Reproduce all of the records below with every occurrence of "blazer" replaced by "jacket" and everything else unchanged. Leave the pictures out of your answer.

__________________________________________________

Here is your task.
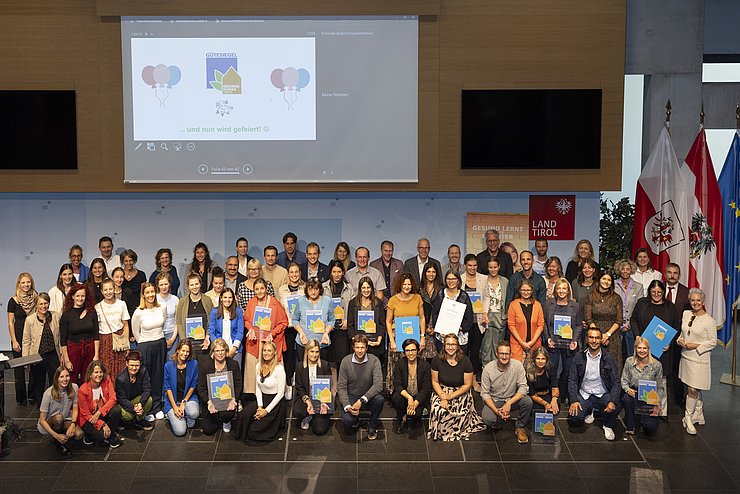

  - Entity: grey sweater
[480,359,529,403]
[337,353,383,408]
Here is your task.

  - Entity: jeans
[568,393,620,428]
[481,396,532,428]
[167,400,200,437]
[342,393,385,429]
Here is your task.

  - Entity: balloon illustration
[295,69,311,91]
[141,63,182,108]
[270,67,311,110]
[270,69,285,91]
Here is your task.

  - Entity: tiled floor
[0,349,740,494]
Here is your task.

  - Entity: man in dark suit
[301,242,330,283]
[370,240,403,301]
[664,262,691,408]
[475,230,514,280]
[403,238,444,286]
[224,256,247,293]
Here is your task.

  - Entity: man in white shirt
[262,245,288,293]
[568,328,621,441]
[403,238,445,286]
[344,247,385,300]
[98,235,121,276]
[533,237,550,276]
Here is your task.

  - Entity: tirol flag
[681,127,725,328]
[632,125,689,273]
[717,131,740,345]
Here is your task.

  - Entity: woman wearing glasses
[676,288,717,434]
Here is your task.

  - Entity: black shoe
[107,434,121,449]
[57,444,72,459]
[134,420,154,431]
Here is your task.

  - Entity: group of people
[0,230,716,456]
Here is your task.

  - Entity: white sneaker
[604,426,615,441]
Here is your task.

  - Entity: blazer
[370,257,403,297]
[393,357,432,408]
[243,295,288,360]
[404,256,445,286]
[116,366,152,413]
[77,376,117,430]
[347,298,386,348]
[193,357,242,414]
[162,360,198,414]
[507,300,545,362]
[21,312,62,357]
[295,360,331,401]
[301,261,331,283]
[208,308,244,351]
[175,293,213,340]
[568,348,621,405]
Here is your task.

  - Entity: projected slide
[121,15,419,183]
[131,38,316,141]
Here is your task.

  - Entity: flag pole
[719,103,740,386]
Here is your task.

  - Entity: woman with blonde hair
[622,336,665,435]
[8,273,39,406]
[236,341,286,444]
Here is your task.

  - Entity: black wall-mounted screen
[461,89,601,170]
[0,90,77,170]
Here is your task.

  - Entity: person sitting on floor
[337,334,385,441]
[568,328,620,441]
[293,340,334,436]
[480,340,541,444]
[198,338,242,436]
[391,338,432,434]
[77,360,121,448]
[621,336,665,435]
[36,367,82,458]
[116,350,154,431]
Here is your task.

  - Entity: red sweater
[77,376,116,430]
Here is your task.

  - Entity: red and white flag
[681,127,725,327]
[632,126,690,273]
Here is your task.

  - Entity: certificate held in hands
[393,316,421,352]
[206,371,235,412]
[642,316,677,358]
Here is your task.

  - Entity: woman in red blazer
[508,279,545,362]
[77,360,121,448]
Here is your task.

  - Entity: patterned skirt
[427,386,486,441]
[99,334,128,382]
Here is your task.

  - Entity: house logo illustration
[206,52,242,94]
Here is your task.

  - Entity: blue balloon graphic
[295,69,311,91]
[167,65,182,87]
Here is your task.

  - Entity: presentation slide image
[131,37,317,141]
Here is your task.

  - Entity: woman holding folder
[244,278,288,400]
[630,280,680,417]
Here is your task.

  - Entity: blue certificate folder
[642,316,677,358]
[394,316,421,352]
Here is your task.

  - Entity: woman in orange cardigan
[243,278,292,394]
[77,360,121,448]
[508,279,545,362]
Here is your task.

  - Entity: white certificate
[434,297,467,334]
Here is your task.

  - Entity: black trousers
[28,351,59,408]
[82,406,121,443]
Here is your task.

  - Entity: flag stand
[719,307,740,386]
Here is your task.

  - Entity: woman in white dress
[677,288,717,434]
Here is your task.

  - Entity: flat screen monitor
[461,89,601,170]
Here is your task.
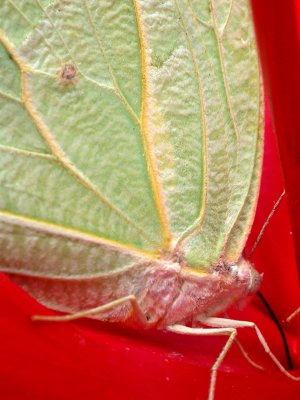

__________________________________________________

#### [The output]
Here is your task.

  - Entity: grey sweater
[480,359,529,403]
[337,353,383,408]
Here is your task.

  - Entity: jeans
[568,393,620,428]
[481,396,532,428]
[167,400,200,437]
[342,393,385,429]
Here is your task.

  - Entity: balloon illustration
[295,69,311,91]
[141,63,182,108]
[270,67,311,110]
[270,69,285,91]
Here is your task.

  - Entity: tiled floor
[0,349,740,494]
Here is your task.

  - Entity: man in dark suit
[301,242,330,283]
[370,240,403,301]
[664,262,691,408]
[475,230,514,280]
[403,238,444,286]
[224,256,247,293]
Here is your task.

  - Entity: man in white shirt
[262,245,288,293]
[568,328,621,441]
[403,238,445,286]
[344,247,385,300]
[98,235,121,276]
[533,237,550,276]
Here is your task.

  - Entity: tirol flag
[681,127,725,328]
[632,125,689,273]
[717,131,740,345]
Here is your task.

  - Entity: woman wearing glasses
[676,288,717,434]
Here is your task.

  - Entity: black shoe
[107,434,121,449]
[57,444,72,459]
[134,420,154,431]
Here is your task.

  - Entity: group of people
[0,230,716,456]
Here is your task.

  - Entity: white sneaker
[604,426,615,441]
Here is your task.

  - Entity: jacket
[370,257,403,297]
[393,357,432,408]
[243,295,288,360]
[404,256,445,286]
[116,366,152,413]
[77,376,117,430]
[347,298,386,348]
[193,357,242,414]
[162,360,198,414]
[507,300,545,362]
[21,312,62,357]
[295,360,331,401]
[301,261,331,283]
[208,308,244,351]
[175,293,213,340]
[568,348,621,405]
Here is your task.

  - Entity: projected slide
[121,15,419,183]
[131,38,316,141]
Here is your task.

  - Entity: flag pole
[719,103,740,386]
Here is your task.

  - Entity: woman with blonde hair
[622,336,665,435]
[8,273,39,406]
[236,341,286,444]
Here is your task.

  - Entity: black wall-mounted screen
[461,89,601,170]
[0,90,77,170]
Here is your task.

  - Entity: person sitting on floor
[337,334,385,441]
[568,328,620,441]
[293,340,334,436]
[480,340,541,444]
[198,338,242,436]
[391,338,432,434]
[77,360,121,448]
[621,336,665,435]
[36,367,82,458]
[116,350,154,431]
Here is your task.

  - Entity: red sweater
[77,376,116,430]
Here is your task.

  - Entity: red and white flag
[681,127,725,327]
[632,126,690,273]
Here is your task.

  - Entity: certificate held in hands
[393,316,421,352]
[206,371,235,412]
[642,316,677,358]
Here is your task.

  - Entity: woman in red jacket
[508,279,545,362]
[77,360,121,448]
Here is your task.

  - Entity: patterned skirt
[427,386,486,441]
[99,334,128,382]
Here is your task.

  - Entity: house logo illustration
[206,52,242,94]
Here is your task.

  - Entity: blue balloon graphic
[295,69,311,91]
[167,65,182,87]
Here is your task.

  - Entity: presentation slide image
[131,37,317,141]
Here is your task.

  - Entity: woman holding folder
[244,278,288,400]
[630,280,680,417]
Here is your task.

  - Entity: blue certificate folder
[642,316,677,358]
[394,316,421,352]
Here is your task.

  - Entity: woman in orange cardigan
[243,278,292,394]
[77,360,121,448]
[508,279,545,362]
Here is your task.

  - Entity: white certificate
[434,297,467,334]
Here is your task.

  - Entity: black trousers
[28,351,59,408]
[82,406,121,443]
Here is your task.

  - Entity: flag stand
[719,307,740,386]
Here is your task.

  - Entity: woman in white dress
[677,288,717,434]
Here is your task.

  - Entity: flat screen monitor
[461,89,601,170]
Here is your task.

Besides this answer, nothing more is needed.